### RECORDS PROVIDED:
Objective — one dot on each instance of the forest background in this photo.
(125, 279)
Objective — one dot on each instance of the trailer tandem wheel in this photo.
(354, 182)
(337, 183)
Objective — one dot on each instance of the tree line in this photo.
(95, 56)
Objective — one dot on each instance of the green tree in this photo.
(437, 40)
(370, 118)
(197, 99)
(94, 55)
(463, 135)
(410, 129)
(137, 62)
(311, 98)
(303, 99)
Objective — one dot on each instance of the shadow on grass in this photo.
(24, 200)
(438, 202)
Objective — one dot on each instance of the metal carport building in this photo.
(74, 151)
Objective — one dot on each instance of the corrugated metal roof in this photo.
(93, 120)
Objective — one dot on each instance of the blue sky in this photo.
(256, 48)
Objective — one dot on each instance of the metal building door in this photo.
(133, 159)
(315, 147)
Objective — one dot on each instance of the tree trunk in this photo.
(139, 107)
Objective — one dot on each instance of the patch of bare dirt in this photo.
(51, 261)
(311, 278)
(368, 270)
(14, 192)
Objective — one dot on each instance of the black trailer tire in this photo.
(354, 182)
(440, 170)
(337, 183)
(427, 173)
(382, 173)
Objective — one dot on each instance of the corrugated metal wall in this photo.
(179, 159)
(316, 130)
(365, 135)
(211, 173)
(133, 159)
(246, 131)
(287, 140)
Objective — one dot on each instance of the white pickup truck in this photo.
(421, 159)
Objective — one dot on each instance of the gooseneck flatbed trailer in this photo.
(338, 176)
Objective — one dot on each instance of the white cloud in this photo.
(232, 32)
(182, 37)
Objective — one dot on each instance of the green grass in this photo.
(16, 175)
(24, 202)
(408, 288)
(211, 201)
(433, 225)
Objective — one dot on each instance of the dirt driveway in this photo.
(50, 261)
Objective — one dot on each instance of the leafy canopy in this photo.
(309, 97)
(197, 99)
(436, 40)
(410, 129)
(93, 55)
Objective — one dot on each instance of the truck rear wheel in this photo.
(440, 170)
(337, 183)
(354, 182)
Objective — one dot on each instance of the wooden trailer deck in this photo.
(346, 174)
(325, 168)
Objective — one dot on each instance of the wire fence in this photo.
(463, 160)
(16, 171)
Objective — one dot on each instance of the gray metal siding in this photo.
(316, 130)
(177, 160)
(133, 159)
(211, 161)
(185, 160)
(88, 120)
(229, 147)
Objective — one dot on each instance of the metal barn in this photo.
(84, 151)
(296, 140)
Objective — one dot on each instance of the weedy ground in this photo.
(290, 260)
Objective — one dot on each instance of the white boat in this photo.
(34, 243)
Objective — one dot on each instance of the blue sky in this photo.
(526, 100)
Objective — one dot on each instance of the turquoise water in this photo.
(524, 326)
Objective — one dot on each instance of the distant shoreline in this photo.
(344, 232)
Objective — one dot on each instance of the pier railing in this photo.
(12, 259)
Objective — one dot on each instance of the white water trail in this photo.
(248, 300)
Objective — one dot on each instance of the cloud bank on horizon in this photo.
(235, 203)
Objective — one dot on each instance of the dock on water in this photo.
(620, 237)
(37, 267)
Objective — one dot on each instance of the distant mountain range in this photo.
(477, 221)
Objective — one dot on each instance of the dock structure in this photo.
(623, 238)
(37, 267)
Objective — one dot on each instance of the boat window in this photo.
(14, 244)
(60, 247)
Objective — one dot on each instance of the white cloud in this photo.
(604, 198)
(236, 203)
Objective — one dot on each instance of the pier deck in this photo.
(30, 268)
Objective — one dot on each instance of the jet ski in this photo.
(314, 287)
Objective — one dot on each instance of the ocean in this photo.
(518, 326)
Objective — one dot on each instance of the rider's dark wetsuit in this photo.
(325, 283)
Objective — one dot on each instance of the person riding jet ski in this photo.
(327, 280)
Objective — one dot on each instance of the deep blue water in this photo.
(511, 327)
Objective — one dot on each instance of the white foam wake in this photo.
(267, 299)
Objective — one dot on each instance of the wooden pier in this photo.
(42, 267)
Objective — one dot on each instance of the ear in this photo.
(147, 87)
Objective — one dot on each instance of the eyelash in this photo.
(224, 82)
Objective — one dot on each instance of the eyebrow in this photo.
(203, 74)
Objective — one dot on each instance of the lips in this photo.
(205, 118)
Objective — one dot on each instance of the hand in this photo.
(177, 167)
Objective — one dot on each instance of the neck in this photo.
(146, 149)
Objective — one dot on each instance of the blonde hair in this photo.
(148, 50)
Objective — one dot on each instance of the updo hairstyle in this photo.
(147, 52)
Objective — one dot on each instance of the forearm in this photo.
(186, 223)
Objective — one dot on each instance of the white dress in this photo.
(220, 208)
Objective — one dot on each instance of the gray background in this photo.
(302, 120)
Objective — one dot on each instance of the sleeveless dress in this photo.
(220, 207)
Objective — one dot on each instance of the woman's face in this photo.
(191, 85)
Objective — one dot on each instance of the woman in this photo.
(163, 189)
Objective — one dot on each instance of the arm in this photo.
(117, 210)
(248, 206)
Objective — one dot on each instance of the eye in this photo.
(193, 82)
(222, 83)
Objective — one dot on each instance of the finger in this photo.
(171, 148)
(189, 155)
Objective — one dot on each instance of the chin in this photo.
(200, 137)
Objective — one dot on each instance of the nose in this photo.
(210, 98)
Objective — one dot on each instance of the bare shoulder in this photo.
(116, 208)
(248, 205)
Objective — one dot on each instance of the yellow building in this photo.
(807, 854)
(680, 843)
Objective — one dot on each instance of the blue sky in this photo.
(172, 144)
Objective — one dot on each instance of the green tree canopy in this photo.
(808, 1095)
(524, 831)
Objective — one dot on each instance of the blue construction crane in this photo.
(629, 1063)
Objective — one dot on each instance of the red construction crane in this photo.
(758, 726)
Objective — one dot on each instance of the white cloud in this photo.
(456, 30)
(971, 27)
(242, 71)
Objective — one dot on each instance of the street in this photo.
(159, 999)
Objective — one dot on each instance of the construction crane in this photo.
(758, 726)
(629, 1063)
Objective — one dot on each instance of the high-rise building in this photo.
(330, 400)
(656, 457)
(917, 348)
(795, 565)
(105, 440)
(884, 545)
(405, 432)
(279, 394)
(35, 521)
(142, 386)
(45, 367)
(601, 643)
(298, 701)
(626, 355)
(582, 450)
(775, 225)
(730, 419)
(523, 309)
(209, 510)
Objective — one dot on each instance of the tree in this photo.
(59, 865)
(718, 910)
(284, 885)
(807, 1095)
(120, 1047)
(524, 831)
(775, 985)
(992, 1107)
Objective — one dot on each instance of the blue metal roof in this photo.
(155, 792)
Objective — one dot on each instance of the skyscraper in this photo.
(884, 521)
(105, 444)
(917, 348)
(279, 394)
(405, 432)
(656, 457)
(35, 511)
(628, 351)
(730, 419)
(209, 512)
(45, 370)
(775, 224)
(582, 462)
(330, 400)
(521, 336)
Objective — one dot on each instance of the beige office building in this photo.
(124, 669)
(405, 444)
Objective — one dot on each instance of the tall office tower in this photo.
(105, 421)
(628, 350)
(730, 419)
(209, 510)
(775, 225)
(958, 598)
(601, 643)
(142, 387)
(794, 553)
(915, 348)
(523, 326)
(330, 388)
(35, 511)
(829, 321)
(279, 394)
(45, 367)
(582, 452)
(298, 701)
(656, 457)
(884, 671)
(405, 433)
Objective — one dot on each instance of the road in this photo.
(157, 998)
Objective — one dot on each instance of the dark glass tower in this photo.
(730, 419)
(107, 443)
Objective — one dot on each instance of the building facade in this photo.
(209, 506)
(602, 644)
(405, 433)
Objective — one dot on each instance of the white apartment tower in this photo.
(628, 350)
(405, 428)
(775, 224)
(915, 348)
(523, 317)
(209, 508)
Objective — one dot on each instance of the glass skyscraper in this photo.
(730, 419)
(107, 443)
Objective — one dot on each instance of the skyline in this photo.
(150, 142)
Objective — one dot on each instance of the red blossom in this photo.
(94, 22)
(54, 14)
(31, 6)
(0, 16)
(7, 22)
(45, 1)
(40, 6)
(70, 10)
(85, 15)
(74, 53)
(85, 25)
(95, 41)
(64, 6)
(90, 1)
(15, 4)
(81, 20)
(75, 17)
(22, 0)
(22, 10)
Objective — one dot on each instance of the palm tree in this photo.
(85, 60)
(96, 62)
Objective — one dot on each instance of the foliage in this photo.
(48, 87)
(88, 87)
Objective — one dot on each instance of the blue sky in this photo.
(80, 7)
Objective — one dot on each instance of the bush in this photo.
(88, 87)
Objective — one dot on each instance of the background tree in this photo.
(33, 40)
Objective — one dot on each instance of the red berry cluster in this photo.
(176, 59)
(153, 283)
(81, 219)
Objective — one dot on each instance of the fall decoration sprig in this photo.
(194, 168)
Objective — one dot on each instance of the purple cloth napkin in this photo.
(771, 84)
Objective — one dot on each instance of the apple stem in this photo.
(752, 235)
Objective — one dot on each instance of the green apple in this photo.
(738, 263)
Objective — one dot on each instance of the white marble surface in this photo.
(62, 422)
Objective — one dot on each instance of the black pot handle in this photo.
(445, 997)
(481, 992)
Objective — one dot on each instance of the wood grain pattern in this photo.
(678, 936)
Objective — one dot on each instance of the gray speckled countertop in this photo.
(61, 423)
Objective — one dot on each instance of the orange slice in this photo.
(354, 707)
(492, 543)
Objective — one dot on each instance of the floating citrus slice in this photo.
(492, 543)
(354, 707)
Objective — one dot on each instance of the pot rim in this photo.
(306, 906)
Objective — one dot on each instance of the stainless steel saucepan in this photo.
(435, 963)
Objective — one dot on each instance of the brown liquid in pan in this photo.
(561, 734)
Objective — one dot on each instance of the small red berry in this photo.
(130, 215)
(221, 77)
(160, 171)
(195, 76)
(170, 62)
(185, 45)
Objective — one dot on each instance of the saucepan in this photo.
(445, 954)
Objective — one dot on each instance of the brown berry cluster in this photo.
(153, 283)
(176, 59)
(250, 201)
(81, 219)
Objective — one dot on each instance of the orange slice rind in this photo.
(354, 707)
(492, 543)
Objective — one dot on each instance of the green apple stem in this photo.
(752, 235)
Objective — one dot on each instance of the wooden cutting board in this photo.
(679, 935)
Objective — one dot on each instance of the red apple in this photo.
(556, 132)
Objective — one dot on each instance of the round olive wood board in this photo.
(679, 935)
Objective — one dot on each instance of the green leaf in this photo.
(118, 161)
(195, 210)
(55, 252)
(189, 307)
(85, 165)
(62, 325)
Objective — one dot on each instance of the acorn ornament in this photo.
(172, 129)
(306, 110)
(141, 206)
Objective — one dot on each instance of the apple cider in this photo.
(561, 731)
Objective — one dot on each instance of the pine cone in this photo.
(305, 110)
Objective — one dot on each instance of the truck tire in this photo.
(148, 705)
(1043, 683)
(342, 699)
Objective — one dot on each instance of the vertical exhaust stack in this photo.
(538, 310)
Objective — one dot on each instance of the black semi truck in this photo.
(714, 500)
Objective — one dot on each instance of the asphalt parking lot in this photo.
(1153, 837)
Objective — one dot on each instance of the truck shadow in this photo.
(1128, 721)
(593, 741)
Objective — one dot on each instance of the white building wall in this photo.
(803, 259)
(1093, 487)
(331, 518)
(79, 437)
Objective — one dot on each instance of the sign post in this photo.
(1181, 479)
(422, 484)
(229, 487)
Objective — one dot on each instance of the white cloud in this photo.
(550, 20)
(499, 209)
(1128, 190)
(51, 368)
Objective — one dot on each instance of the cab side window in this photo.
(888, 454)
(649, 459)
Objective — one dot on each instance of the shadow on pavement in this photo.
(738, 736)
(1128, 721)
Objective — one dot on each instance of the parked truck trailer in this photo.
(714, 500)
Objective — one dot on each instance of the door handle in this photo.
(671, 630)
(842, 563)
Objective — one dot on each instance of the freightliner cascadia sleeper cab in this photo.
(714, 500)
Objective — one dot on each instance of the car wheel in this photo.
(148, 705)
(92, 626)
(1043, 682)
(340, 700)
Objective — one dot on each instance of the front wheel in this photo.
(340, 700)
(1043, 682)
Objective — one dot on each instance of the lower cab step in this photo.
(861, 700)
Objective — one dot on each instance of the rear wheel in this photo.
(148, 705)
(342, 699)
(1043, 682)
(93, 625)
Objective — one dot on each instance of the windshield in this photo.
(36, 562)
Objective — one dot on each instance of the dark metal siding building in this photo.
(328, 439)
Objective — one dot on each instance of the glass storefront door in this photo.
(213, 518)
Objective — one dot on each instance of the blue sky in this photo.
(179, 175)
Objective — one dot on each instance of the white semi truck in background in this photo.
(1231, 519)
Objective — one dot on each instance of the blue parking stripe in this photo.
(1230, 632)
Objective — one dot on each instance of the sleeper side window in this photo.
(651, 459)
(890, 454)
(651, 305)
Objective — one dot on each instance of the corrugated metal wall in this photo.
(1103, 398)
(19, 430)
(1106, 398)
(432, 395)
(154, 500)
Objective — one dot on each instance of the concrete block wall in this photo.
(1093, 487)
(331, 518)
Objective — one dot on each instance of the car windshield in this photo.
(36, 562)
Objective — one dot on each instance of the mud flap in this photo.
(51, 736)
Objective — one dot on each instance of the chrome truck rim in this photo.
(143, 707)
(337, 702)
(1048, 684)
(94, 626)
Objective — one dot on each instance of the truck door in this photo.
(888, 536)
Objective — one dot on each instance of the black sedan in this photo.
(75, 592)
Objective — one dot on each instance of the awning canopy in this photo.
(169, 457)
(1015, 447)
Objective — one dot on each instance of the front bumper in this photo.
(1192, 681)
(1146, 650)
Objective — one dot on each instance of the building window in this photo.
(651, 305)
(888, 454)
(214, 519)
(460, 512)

### EXERCISE OBJECTIVE:
Only the lines from the one containing "Objective — one dot on each instance of the concrete" through the end of the entries above belong in the answer; repeat them exactly.

### TASK SOLUTION:
Objective — one dot on each instance of the concrete block wall in this photo.
(1093, 487)
(331, 518)
Objective — one dot on each instance of the car windshield in this photo.
(36, 562)
Objective — one dot on each instance of the mud flap in this photo.
(51, 736)
Objective — one dot on each instance of the chrome truck rim in this photo.
(143, 707)
(337, 702)
(1048, 684)
(94, 626)
Objective — one dot on each instance of the truck door in this photo.
(888, 536)
Objective — one dot on each instance of the black sedan in this photo.
(75, 592)
Objective — one dot on each instance of the awning canopy in this photo.
(169, 457)
(1015, 447)
Objective — one dot on each instance of the front bumper in this photo.
(1192, 681)
(1146, 650)
Objective — one dot on each instance of the building window in this photo.
(651, 305)
(888, 454)
(214, 519)
(460, 512)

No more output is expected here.